OBJECTIF DE L'EXERCICE: Reprenez le texte sur le match de football à Bil’in et rédigez-en la suite, à partir de sa dernière phrase.

SECTION DU DOCUMENT:
★ ★ ★

" Il y a quelques semaines, j’étais à
Berlin. Dans des magasins, il y avait des morceaux du
mur de Berlin en vente. Le jour viendra, comme ici à
Bil’in, dans un Etat palestinien libre, où
quelqu’un pourra acheter un morceau du mur que nous
combattons aujourd’hui. "
Un score final de 1 à 1 ce n’était
certes pas le plus impressionnant, mais pour les jeunes
de Bil’in, c’était une performance magnifique. Pour
eux, le résultat n’était pas le plus important, même
pas le match en lui-même (contre une équipe de Betunya,
une ville toute proche). Ce qui était important, c’était
l’endroit où avait lieu ce match : un terrain de
foot improvisé, nivelé hâtivement, sur la terre qui
avait été volée au village par le mur de séparation.

★ ★ ★

DONNÉES FOURNIES:
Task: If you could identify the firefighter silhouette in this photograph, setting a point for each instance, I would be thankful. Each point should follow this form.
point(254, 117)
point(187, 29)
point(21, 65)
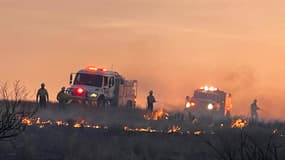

★ ★ ★

RÉPONSE À L'EXERCICE:
Le match faisait partie d’un évènement
unique. C’est dans ce pauvre, dans ce petit village
avec ses 1 500 habitants, dont on avait bien peu entendu
parler avant sa bataille héroïque contre le mur, que
s’est tenue « la Conférence internationale sur
le Combat non violent contre le mur ». Dans le
cadre de cet évènement qui a duré deux jours, toute
une gamme d’activités étaient proposées : des
rapports et des débats sur cette lutte, l’attribution
de Boucliers honorifiques aux familles des 9 personnes
qui ont perdu la vie dans ce combat contre le mur, la
plantation de plants d’oliviers sur la terre volée,
l’inauguration du terrain de football et le match
lui-même.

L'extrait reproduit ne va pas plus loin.